## Named-object pointing records
------------------------
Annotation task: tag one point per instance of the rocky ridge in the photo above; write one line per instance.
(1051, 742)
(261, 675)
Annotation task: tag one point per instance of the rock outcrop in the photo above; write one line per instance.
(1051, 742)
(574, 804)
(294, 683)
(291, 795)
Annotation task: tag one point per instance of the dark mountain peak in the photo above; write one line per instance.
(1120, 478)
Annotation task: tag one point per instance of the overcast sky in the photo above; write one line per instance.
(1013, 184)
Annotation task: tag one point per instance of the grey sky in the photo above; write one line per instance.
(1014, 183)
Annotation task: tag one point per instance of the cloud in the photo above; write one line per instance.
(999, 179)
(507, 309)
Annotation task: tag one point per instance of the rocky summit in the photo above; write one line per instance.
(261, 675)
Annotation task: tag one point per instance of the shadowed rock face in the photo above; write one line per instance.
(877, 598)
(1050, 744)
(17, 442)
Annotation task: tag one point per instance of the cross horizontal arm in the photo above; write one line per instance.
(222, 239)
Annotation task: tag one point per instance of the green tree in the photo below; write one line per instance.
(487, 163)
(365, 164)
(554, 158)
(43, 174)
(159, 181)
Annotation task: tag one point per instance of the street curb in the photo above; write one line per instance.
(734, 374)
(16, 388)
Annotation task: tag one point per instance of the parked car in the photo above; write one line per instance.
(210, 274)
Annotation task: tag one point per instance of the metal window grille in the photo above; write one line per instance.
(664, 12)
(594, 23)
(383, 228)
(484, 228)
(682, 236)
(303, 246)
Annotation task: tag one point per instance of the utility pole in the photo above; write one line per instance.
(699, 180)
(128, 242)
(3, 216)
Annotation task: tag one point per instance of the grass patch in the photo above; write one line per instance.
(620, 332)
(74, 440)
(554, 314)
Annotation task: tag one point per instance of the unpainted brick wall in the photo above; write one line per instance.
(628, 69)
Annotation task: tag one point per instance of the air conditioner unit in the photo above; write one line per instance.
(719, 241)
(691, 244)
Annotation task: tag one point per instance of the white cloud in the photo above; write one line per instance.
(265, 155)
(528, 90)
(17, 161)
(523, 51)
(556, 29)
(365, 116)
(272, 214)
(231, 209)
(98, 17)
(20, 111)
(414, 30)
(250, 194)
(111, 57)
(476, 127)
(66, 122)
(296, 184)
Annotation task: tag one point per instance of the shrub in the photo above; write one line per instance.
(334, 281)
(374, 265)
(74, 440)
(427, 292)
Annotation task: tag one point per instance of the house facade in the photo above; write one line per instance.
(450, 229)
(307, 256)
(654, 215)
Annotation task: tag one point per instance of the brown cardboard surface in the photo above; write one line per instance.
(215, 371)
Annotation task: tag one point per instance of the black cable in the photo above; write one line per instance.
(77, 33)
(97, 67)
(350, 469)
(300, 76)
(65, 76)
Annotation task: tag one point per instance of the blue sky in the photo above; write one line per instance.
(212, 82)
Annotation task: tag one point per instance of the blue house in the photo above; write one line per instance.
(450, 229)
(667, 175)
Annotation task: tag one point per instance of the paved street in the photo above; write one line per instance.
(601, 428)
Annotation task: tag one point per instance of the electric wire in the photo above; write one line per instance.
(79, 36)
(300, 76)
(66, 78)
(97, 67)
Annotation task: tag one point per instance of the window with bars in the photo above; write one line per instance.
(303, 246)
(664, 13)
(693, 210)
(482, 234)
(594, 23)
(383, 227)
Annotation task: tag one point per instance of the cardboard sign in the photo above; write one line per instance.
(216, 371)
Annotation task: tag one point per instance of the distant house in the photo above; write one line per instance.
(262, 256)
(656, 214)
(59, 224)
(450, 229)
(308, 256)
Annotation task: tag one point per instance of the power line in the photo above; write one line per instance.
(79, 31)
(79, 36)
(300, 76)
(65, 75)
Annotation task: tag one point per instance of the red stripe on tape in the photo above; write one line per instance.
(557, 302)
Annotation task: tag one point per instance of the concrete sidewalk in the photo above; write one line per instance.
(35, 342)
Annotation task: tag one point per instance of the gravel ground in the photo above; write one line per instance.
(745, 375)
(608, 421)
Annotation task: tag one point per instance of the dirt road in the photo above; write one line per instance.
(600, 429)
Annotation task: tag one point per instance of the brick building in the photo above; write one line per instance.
------------------------
## EXERCISE DIRECTIONS
Please reproduce the records again, requests included, beginning at the line that contains "Annotation task: tag one point per instance of the red" and stopping after the final line of the records, with both of those lines included. In the answers, multiply each coordinate by 0.4 and round it to a whole number, rounding halves up.

## SOLUTION FOR THIS TASK
Annotation task: tag one point per instance of the red stripe on tape in the photo above; write one line per instance.
(223, 121)
Annotation task: tag one point per instance of the concrete sidewalk in the photo above; write one line per instance.
(14, 137)
Annotation task: tag one point per instance of the gravel ground in the photo above; write one line per instance.
(298, 150)
(243, 168)
Annotation task: tag one point per instance of the dirt road in the photo above; write one line per instance.
(240, 172)
Annotation task: tag one point per instance of the brick building in the photo above; write one line per instance.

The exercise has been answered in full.